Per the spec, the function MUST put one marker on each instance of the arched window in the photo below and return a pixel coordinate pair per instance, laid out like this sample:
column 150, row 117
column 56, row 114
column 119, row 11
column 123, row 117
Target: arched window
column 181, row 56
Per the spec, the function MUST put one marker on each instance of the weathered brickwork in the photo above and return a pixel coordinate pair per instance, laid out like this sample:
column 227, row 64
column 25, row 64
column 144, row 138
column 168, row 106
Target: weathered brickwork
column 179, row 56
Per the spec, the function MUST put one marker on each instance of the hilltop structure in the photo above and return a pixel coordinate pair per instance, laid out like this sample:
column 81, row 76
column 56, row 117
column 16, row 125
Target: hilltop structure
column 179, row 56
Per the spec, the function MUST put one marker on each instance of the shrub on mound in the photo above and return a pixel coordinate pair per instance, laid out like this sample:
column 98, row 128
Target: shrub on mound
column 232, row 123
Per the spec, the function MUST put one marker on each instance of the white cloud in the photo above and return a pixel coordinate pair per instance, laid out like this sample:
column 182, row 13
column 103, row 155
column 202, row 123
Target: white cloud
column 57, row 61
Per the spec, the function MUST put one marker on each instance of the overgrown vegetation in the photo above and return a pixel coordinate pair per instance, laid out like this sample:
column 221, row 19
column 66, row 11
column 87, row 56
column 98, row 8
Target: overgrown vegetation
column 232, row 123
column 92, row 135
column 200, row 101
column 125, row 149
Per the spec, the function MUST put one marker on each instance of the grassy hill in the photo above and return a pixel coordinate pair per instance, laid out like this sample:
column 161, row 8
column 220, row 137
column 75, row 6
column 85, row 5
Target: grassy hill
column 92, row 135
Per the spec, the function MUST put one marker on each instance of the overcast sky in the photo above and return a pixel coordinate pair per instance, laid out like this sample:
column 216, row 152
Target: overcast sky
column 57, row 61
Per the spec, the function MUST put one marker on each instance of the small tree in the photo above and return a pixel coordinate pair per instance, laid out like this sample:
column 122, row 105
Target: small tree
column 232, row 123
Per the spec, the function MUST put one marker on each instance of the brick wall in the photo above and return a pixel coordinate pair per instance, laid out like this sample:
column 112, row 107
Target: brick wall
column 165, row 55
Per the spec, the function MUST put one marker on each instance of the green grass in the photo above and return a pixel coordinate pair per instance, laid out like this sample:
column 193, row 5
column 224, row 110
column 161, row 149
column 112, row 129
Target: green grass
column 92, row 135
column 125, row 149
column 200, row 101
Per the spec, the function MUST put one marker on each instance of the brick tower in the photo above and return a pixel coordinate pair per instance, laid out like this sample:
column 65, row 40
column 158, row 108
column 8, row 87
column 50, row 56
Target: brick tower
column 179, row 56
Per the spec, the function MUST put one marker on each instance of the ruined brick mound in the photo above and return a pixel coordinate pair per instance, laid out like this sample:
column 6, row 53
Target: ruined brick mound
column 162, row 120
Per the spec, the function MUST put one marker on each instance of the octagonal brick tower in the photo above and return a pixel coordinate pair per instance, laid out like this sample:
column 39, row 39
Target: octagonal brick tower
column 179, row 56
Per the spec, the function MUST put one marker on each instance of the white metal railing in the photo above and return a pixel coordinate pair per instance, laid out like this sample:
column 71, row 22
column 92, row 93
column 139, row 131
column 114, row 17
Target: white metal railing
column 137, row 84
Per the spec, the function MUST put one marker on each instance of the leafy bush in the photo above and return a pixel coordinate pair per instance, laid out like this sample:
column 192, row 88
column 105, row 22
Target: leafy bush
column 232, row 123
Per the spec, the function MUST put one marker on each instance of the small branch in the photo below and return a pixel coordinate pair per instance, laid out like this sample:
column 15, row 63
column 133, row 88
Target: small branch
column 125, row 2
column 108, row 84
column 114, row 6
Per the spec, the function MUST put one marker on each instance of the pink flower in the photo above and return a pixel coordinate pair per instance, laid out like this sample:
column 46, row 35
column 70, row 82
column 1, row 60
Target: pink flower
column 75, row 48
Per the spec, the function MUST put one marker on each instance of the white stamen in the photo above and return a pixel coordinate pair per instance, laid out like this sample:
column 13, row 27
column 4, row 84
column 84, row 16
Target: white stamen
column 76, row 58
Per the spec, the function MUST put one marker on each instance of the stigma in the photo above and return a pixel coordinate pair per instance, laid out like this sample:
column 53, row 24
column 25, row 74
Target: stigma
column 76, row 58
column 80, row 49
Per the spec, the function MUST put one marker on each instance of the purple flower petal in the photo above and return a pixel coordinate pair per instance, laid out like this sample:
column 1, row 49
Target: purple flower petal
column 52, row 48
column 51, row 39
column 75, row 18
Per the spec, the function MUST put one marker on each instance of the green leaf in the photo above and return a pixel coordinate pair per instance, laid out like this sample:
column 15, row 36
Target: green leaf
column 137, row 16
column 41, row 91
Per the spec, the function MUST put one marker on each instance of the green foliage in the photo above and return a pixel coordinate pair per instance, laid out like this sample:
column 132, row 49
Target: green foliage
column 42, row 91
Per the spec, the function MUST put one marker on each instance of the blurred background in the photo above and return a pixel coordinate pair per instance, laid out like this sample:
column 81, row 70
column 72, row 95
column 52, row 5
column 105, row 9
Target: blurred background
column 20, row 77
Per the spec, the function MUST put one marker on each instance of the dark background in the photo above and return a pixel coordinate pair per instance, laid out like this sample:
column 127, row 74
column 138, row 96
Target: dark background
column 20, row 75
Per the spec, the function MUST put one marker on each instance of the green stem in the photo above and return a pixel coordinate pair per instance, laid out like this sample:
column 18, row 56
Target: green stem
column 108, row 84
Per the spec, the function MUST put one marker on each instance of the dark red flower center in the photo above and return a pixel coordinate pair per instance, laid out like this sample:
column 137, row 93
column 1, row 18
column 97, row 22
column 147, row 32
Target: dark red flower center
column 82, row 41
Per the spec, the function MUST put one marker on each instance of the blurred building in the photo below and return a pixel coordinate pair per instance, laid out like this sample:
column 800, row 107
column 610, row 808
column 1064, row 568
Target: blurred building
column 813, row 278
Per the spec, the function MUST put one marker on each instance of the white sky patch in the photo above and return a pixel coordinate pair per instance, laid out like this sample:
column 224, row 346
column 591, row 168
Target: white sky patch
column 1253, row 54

> [Exercise]: Copy all of the items above line for line, with no change to any word, number, or punctuation mark.

> [Result for this exercise]:
Per the spec, the function MUST put one marker on each instance of the arched window in the photo below and return a pixel coordinate pair per instance, laid out like this sample:
column 150, row 117
column 56, row 114
column 119, row 11
column 123, row 117
Target: arched window
column 181, row 56
Per the spec, the function MUST put one marker on each instance of the weathered brickwork in the photo above and return a pixel coordinate pair per instance, laid out like this sample:
column 227, row 64
column 25, row 64
column 144, row 138
column 168, row 106
Target: weathered brickwork
column 179, row 56
Per the spec, the function MUST put one marker on each instance of the hilltop structure in the photo above and return a pixel coordinate pair per instance, laid out like this sample:
column 81, row 76
column 56, row 117
column 16, row 125
Target: hilltop structure
column 179, row 56
Per the spec, the function MUST put one marker on each instance of the shrub on mound in the photo above and return a pixel coordinate pair per instance, laid out like this sample:
column 98, row 128
Target: shrub on mound
column 232, row 123
Per the spec, the function MUST put one marker on each instance of the white cloud in the photo above and return a pixel coordinate pair per instance, laid out like this sample:
column 182, row 13
column 103, row 155
column 202, row 123
Target: white cloud
column 57, row 61
Per the spec, the function MUST put one marker on each instance of the overgrown vegetation in the photo above and return a pixel coordinate pair per instance, laid out like this sample:
column 221, row 19
column 66, row 11
column 87, row 56
column 98, row 8
Target: overgrown vegetation
column 232, row 123
column 92, row 135
column 200, row 101
column 125, row 149
Per the spec, the function MUST put one marker on each instance of the grassy hill in the photo above and return a pixel coordinate pair per instance, laid out like this sample:
column 161, row 8
column 220, row 137
column 75, row 6
column 85, row 5
Target: grassy hill
column 92, row 135
Per the spec, the function MUST put one marker on each instance of the overcast sky in the photo above and return a pixel coordinate pair per instance, laid out like this sample:
column 216, row 152
Target: overcast sky
column 57, row 61
Per the spec, the function MUST put one marker on each instance of the small tree in the photo above and return a pixel coordinate pair per instance, laid out like this sample:
column 122, row 105
Target: small tree
column 232, row 123
Per the spec, the function MUST put one marker on each instance of the brick wall in the photo above and return a pixel coordinate pair per instance, laid out like this sample:
column 112, row 107
Target: brick wall
column 165, row 55
Per the spec, the function MUST put one marker on each instance of the green grass in the photo above and return a pixel coordinate pair per instance, laid out like this sample:
column 193, row 5
column 224, row 110
column 161, row 149
column 112, row 129
Target: green grass
column 92, row 135
column 125, row 149
column 200, row 101
Per the spec, the function MUST put one marker on each instance of the brick tower in the photo above and return a pixel coordinate pair per instance, laid out like this sample:
column 65, row 40
column 158, row 108
column 8, row 87
column 50, row 56
Target: brick tower
column 179, row 56
Per the spec, the function MUST put one marker on each instance of the ruined brick mound in the photo above and return a pixel coordinate pair per instance, laid out like this sample:
column 6, row 53
Target: ruined brick mound
column 162, row 120
Per the spec, the function MUST put one marker on each instance of the octagonal brick tower in the photo above and return a pixel coordinate pair per instance, laid out like this sample:
column 39, row 39
Target: octagonal brick tower
column 179, row 56
Per the spec, the function MUST put one marker on each instance of the white metal railing in the photo above and return a pixel coordinate pair per instance, laid out like this sample:
column 71, row 22
column 92, row 93
column 139, row 131
column 114, row 17
Target: white metal railing
column 137, row 84
Per the spec, the function MUST put one marker on each instance of the leafy bush in the photo above and return a pixel coordinate pair per instance, laid out like this sample:
column 192, row 88
column 105, row 22
Target: leafy bush
column 232, row 123
Per the spec, the function MUST put one marker on each instance of the small branch in the photo below and return a pixel coordinate pair per instance, laid out like this sample:
column 15, row 63
column 133, row 88
Target: small branch
column 125, row 2
column 108, row 84
column 114, row 6
Per the spec, the function MUST put one marker on each instance of the pink flower in the photo above and return a pixel coordinate pair per instance, laid out like this sample:
column 46, row 35
column 70, row 82
column 1, row 60
Target: pink flower
column 75, row 48
Per the spec, the function MUST put one marker on each instance of the white stamen in the photo above and return a pixel coordinate pair per instance, laid out like this sample:
column 13, row 27
column 4, row 84
column 84, row 16
Target: white stamen
column 76, row 58
Per the spec, the function MUST put one marker on each instance of the stigma in the photo above and return a pixel coordinate pair per instance, laid out like this sample:
column 53, row 24
column 25, row 74
Target: stigma
column 76, row 58
column 80, row 49
Per the spec, the function MUST put one marker on each instance of the purple flower petal in the photo above and return a pixel coordinate pair per instance, laid out like this sample:
column 1, row 49
Target: purple flower petal
column 52, row 48
column 51, row 39
column 75, row 18
Per the spec, the function MUST put one marker on each instance of the green leaf in the photo above and return a pixel coordinate pair per instance, laid out like this sample:
column 15, row 36
Target: green leaf
column 137, row 16
column 41, row 91
Per the spec, the function MUST put one marker on each instance of the green foliage in the photo above and return a pixel coordinate pair per instance, laid out like this sample:
column 132, row 49
Target: green foliage
column 42, row 91
Per the spec, the function MUST put one marker on each instance of the blurred background in the photo above and return a pixel coordinate pair per instance, laid out like this sample:
column 81, row 70
column 72, row 95
column 52, row 5
column 105, row 9
Target: blurred background
column 20, row 77
Per the spec, the function MUST put one marker on each instance of the dark background in the photo above and return a pixel coordinate pair per instance, laid out like this sample:
column 127, row 74
column 138, row 96
Target: dark background
column 20, row 75
Per the spec, the function MUST put one marker on each instance of the green stem in the photo above and return a pixel coordinate pair per instance, laid out like this sample:
column 18, row 56
Target: green stem
column 108, row 84
Per the spec, the function MUST put one marker on each instance of the dark red flower center in the photo above and return a pixel coordinate pair per instance, laid out like this sample:
column 137, row 93
column 1, row 18
column 97, row 22
column 147, row 32
Target: dark red flower center
column 82, row 41
Per the spec, the function MUST put one marker on each instance of the blurred building in the photo below and return a pixel coordinate pair per instance, laid out like this sample:
column 800, row 107
column 610, row 808
column 1064, row 568
Target: blurred building
column 813, row 278
Per the spec, the function MUST put one marker on each instance of the white sky patch in the photo above and return a pixel coordinate pair per instance, laid out like this sample:
column 224, row 346
column 591, row 168
Target: white sky patch
column 1253, row 54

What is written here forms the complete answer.